• **What needs to be done**
Return the records, each one exactly as written.

• **Dataset extract**
--------

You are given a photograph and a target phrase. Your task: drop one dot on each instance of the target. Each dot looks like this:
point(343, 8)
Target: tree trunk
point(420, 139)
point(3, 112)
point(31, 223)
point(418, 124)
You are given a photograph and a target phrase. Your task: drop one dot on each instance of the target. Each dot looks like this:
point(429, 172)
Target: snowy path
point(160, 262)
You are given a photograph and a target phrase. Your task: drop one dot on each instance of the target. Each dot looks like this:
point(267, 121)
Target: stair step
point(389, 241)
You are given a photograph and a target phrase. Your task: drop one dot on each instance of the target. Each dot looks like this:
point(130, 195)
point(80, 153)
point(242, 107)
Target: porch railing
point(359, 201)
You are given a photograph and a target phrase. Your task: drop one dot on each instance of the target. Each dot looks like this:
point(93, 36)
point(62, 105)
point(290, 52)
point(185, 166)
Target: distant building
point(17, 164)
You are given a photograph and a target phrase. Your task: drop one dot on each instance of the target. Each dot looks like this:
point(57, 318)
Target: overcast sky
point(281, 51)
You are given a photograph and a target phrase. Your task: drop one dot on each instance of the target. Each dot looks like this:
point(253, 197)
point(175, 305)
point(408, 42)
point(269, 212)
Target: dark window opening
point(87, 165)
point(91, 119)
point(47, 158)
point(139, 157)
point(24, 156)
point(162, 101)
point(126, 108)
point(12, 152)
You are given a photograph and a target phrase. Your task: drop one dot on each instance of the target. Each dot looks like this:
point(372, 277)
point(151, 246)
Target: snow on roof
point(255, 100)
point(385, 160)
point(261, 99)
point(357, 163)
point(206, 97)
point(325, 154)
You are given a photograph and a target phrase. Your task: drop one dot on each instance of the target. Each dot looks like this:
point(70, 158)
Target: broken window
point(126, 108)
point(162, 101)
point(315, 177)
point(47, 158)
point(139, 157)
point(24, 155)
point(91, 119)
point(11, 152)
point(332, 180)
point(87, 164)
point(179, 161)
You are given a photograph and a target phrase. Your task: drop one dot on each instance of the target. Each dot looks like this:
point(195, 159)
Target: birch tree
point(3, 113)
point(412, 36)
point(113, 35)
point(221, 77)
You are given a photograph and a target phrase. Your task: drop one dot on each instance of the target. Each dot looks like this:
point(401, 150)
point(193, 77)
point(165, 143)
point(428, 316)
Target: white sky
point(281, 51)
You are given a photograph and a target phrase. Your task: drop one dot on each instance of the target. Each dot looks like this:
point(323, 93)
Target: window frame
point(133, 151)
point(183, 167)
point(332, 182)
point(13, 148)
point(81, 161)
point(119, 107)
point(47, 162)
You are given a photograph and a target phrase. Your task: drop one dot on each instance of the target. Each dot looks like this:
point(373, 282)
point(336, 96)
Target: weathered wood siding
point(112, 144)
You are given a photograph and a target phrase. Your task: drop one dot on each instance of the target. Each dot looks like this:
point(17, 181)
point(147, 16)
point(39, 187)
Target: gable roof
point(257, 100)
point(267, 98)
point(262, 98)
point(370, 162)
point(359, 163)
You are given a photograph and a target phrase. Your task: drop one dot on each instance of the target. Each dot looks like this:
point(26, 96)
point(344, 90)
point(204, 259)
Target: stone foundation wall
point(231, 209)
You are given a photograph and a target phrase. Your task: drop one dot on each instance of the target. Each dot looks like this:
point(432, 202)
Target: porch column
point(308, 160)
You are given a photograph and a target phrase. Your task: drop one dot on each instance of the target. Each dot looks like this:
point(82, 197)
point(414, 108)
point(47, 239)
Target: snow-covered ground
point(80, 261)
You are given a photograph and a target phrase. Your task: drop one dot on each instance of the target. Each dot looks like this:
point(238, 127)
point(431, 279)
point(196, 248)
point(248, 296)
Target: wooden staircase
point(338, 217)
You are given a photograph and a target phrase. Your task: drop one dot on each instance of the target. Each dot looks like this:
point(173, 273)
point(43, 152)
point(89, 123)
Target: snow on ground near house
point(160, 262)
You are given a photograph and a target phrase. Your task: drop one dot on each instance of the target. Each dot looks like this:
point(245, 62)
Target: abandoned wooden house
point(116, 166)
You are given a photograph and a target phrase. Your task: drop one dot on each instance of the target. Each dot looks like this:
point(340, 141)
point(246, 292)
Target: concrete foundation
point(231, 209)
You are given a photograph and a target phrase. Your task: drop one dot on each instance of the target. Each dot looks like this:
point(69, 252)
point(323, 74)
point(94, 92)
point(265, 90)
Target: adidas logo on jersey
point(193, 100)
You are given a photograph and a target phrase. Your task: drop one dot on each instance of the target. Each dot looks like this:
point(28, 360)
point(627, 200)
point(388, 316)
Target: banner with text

--------

• **In response**
You are given a photograph and a target phrase. Your task: drop one dot on each instance of the target. Each dot looks like this:
point(343, 8)
Target: tree trunk
point(420, 139)
point(3, 112)
point(31, 223)
point(418, 124)
You are given a photograph and a target phrase. Your task: drop one dot on each instance of the target. Each dot looks like this:
point(429, 172)
Target: snowy path
point(160, 262)
You are given a photograph and a target phrase. Your task: drop one dot on each instance of the target. Each dot looks like this:
point(267, 121)
Target: stair step
point(389, 241)
You are given a photograph and a target phrase. Your task: drop one dot on each instance of the target. Each dot looks like this:
point(130, 195)
point(80, 153)
point(242, 107)
Target: porch railing
point(359, 201)
You are given a photograph and a target phrase. Your task: drop one dot on each instance of the target. Each dot looks like this:
point(93, 36)
point(62, 105)
point(290, 52)
point(185, 166)
Target: distant building
point(17, 164)
You are given a photograph and a target phrase. Your task: drop one dot on each instance of the target. Each dot looks like this:
point(57, 318)
Target: overcast sky
point(281, 51)
You are given a photograph and a target phrase. Your task: drop one dot on each instance of the target. Each dot looks like this:
point(253, 197)
point(175, 305)
point(408, 42)
point(269, 212)
Target: dark window opening
point(87, 165)
point(91, 119)
point(47, 158)
point(139, 157)
point(24, 156)
point(162, 101)
point(126, 108)
point(12, 152)
You are given a photograph and a target phrase. Your task: drop one dot on each instance of the target. Each dot looks like this:
point(372, 277)
point(151, 246)
Target: snow on roof
point(255, 100)
point(385, 160)
point(261, 99)
point(357, 163)
point(206, 97)
point(325, 154)
You are given a photograph and a target phrase. Your task: drop one dot on each instance of the target. Each dot looks like this:
point(70, 158)
Target: broken window
point(126, 108)
point(162, 101)
point(315, 177)
point(47, 158)
point(139, 157)
point(24, 155)
point(91, 119)
point(11, 152)
point(332, 180)
point(87, 164)
point(179, 161)
You are given a photograph and a target phrase. Your task: drop one dot on each instance of the target. Each dot looks like this:
point(195, 159)
Target: birch tree
point(3, 113)
point(412, 36)
point(113, 35)
point(221, 77)
You are given a photograph and a target phrase. Your task: drop one dot on each instance of the target. Each dot looks like this:
point(401, 150)
point(193, 77)
point(165, 143)
point(428, 316)
Target: white sky
point(281, 51)
You are given a photograph and a target phrase. Your task: drop one dot on each instance of the target. Each dot looks like this:
point(323, 93)
Target: window frame
point(133, 151)
point(183, 167)
point(332, 182)
point(13, 148)
point(81, 161)
point(119, 107)
point(47, 162)
You are given a photograph and a target phrase. Your task: drop one dot on each instance of the target. Each dot looks like this:
point(373, 282)
point(336, 96)
Target: weathered wood siding
point(112, 144)
You are given a photograph and a target phrase. Your task: drop one dot on each instance of the target. Each dot looks like this:
point(17, 181)
point(147, 16)
point(39, 187)
Target: gable roof
point(257, 100)
point(267, 98)
point(262, 98)
point(370, 162)
point(359, 163)
You are given a photograph and a target phrase. Your task: drop one dot on each instance of the target. Each dot looks like this:
point(26, 96)
point(344, 90)
point(204, 259)
Target: stone foundation wall
point(231, 209)
You are given a photograph and a target phrase. Your task: drop one dot on each instance of the target. Each dot looks like this:
point(432, 202)
Target: porch column
point(308, 160)
You are given a photograph and a target phrase. Your task: drop one dot on each instance of the target. Each dot looks like this:
point(82, 197)
point(414, 108)
point(47, 239)
Target: snow-covered ground
point(80, 261)
You are given a photograph and a target phrase. Your task: drop one dot on each instance of the target. Each dot looks like this:
point(238, 127)
point(431, 279)
point(196, 248)
point(248, 296)
Target: wooden staircase
point(338, 217)
You are given a photograph and a target phrase. Your task: drop one dot on each instance of the target. Each dot looks like this:
point(173, 273)
point(43, 152)
point(89, 123)
Target: snow on ground near house
point(160, 262)
You are given a photograph and a target phrase. Your task: drop one dot on each instance of the target. Each dot looks like this:
point(245, 62)
Target: abandoned wooden house
point(116, 166)
You are given a photograph and a target phrase. Your task: drop one dot on each instance of the target. Each dot looks like this:
point(340, 141)
point(246, 292)
Target: concrete foundation
point(231, 209)
You are given a photograph and a target phrase. Your task: drop one dot on each instance of the target. Each dot looks like this:
point(69, 252)
point(323, 74)
point(94, 92)
point(265, 90)
Target: adidas logo on jersey
point(193, 100)
You are given a photograph and a target phrase. Your task: drop one dot on each instance of the target. Each dot looks like this:
point(28, 360)
point(627, 200)
point(388, 316)
Target: banner with text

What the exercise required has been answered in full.